> **Excerpted records**
☆ ☆ ☆ ☆

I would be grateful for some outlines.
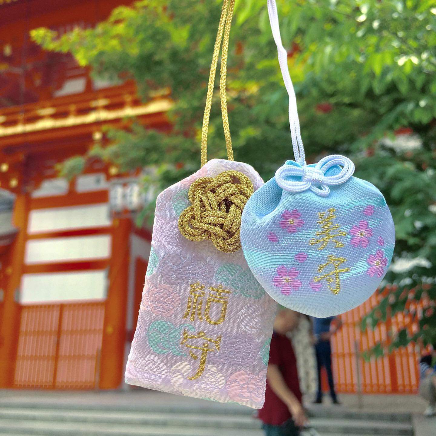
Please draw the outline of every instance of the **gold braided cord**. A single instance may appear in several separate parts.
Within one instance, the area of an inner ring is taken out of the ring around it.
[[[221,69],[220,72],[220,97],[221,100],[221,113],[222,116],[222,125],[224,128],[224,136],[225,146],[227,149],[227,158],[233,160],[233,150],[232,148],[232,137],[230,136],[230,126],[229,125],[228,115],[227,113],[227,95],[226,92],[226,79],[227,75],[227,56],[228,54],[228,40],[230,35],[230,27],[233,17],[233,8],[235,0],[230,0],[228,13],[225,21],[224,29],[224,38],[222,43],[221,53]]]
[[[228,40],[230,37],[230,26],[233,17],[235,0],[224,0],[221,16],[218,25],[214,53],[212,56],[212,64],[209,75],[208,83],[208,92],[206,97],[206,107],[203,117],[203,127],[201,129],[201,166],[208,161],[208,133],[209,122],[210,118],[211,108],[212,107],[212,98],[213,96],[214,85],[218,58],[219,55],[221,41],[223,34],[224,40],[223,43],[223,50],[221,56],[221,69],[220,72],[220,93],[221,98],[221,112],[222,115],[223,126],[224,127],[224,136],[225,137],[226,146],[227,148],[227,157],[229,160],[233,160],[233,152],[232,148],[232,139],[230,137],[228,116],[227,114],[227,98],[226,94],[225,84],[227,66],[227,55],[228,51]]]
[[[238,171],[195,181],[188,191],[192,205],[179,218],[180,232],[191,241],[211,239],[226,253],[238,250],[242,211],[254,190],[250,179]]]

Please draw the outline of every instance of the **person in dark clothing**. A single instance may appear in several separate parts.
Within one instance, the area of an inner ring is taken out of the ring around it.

☆ ☆ ☆ ☆

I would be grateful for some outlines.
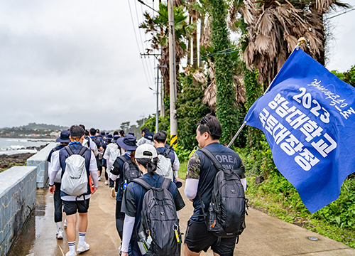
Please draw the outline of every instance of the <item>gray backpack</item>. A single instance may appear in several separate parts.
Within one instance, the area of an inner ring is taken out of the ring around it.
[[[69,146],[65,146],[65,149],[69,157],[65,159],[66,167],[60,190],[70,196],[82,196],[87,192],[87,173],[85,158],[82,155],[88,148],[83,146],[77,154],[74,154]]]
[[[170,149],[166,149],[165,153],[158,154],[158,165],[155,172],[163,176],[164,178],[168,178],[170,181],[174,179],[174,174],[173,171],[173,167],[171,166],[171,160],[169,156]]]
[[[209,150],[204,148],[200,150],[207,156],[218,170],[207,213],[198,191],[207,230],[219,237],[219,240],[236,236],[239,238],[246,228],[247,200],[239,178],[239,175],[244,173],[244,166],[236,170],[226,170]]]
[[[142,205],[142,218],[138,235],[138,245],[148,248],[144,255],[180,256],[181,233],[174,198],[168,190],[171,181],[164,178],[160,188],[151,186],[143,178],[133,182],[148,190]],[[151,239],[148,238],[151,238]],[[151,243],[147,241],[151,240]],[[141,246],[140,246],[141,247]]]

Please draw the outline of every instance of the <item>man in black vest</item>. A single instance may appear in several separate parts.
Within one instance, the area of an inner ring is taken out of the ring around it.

☆ ☆ ☆ ☆

> **The problem**
How many lines of the records contain the string "item"? Reply with the number alone.

> **Solution to the problem**
2